▸ Exercise prompt: Omit every picture, then return each line of the data below exactly.

▸ Excerpted records:

+++

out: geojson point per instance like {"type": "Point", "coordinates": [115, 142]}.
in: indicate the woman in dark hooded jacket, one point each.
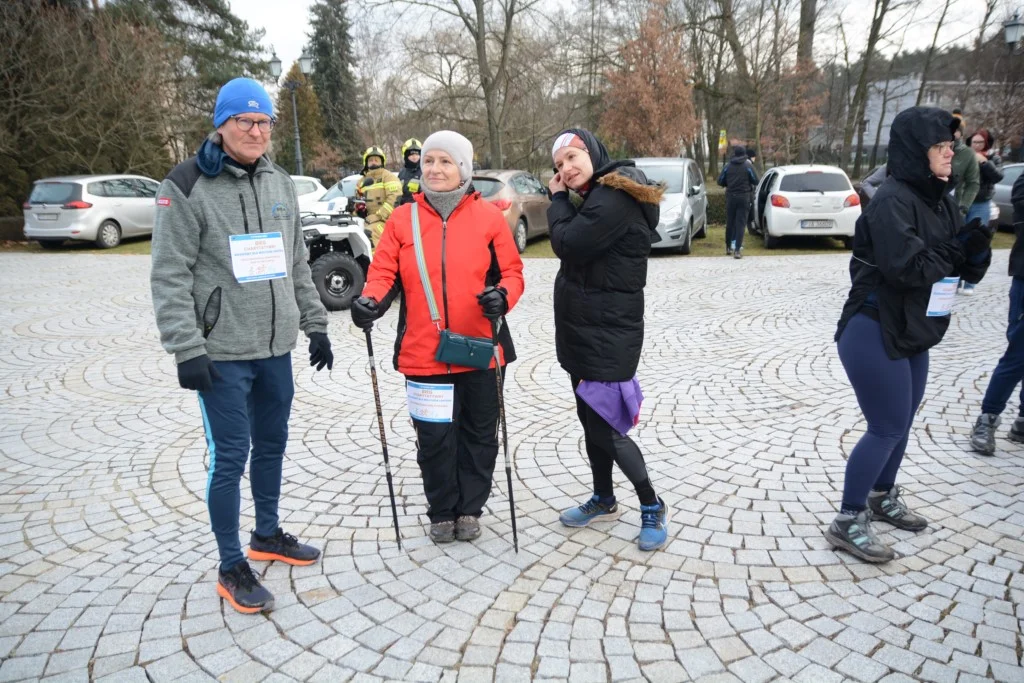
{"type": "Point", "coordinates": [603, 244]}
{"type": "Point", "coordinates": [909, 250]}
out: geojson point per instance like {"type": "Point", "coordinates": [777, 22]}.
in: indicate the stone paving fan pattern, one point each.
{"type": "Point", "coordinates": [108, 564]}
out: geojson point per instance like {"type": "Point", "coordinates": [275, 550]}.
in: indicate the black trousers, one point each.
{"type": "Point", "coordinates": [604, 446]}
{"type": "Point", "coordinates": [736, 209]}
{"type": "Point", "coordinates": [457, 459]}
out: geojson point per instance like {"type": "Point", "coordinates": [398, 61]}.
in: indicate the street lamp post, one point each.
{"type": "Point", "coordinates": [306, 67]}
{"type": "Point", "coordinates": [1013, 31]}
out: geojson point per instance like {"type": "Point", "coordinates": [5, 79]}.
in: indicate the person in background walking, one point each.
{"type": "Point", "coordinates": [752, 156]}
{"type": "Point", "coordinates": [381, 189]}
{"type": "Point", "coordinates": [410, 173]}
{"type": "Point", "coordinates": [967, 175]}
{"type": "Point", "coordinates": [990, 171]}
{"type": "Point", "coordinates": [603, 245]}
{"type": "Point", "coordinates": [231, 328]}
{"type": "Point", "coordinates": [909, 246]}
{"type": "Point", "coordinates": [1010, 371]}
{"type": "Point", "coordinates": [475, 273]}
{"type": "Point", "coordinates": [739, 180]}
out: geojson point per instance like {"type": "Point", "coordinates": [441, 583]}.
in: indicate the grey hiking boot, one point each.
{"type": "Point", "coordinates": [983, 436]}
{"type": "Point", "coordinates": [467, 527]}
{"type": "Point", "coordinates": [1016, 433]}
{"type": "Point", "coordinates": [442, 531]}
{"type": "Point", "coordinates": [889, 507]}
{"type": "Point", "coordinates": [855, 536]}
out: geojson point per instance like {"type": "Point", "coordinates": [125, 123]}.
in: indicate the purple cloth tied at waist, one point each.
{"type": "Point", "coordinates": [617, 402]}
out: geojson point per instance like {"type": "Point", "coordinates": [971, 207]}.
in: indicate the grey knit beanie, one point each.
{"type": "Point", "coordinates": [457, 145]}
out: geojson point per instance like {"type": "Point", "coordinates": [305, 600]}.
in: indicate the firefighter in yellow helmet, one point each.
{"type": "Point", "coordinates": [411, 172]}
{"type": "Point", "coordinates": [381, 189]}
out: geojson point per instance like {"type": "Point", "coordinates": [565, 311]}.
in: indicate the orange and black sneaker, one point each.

+++

▸ Task response:
out: geojson point per instance like {"type": "Point", "coordinates": [115, 142]}.
in: indicate the woman in dark hooded jacket, one point each.
{"type": "Point", "coordinates": [603, 244]}
{"type": "Point", "coordinates": [909, 250]}
out: geojson point per instance like {"type": "Point", "coordinates": [777, 22]}.
in: indicate the stone paving fan pattern, one point each.
{"type": "Point", "coordinates": [108, 564]}
out: geojson point per instance like {"type": "Point", "coordinates": [275, 550]}.
in: indicate the black trousers, one point each.
{"type": "Point", "coordinates": [604, 446]}
{"type": "Point", "coordinates": [736, 209]}
{"type": "Point", "coordinates": [457, 459]}
out: geojson point per instance like {"type": "Point", "coordinates": [398, 61]}.
in: indicate the street lamp post, one point each.
{"type": "Point", "coordinates": [306, 67]}
{"type": "Point", "coordinates": [1013, 31]}
out: geojson point per instance like {"type": "Point", "coordinates": [5, 79]}.
in: indicate the person in background walking, one point each.
{"type": "Point", "coordinates": [752, 156]}
{"type": "Point", "coordinates": [381, 189]}
{"type": "Point", "coordinates": [410, 173]}
{"type": "Point", "coordinates": [967, 175]}
{"type": "Point", "coordinates": [990, 171]}
{"type": "Point", "coordinates": [603, 245]}
{"type": "Point", "coordinates": [231, 328]}
{"type": "Point", "coordinates": [909, 246]}
{"type": "Point", "coordinates": [1010, 371]}
{"type": "Point", "coordinates": [475, 273]}
{"type": "Point", "coordinates": [739, 180]}
out: geojson point per instance like {"type": "Point", "coordinates": [441, 583]}.
in: indicate the grey hiking boot, one point each.
{"type": "Point", "coordinates": [983, 436]}
{"type": "Point", "coordinates": [467, 527]}
{"type": "Point", "coordinates": [1016, 433]}
{"type": "Point", "coordinates": [442, 531]}
{"type": "Point", "coordinates": [889, 507]}
{"type": "Point", "coordinates": [855, 536]}
out: geojson point per instance like {"type": "Point", "coordinates": [125, 123]}.
in: indicate the purple cloth tied at waist, one point each.
{"type": "Point", "coordinates": [617, 402]}
out: geojson point per instance like {"type": "Point", "coordinates": [971, 207]}.
in: indicate the grey knit beanie, one point each.
{"type": "Point", "coordinates": [457, 145]}
out: geojson point per instance like {"type": "Point", "coordinates": [305, 600]}.
in: indicate the firefighter in yellow helmet, one point each.
{"type": "Point", "coordinates": [411, 172]}
{"type": "Point", "coordinates": [381, 189]}
out: geojson point per instance like {"type": "Point", "coordinates": [565, 311]}.
in: indicate the orange and black sneaker, one point each.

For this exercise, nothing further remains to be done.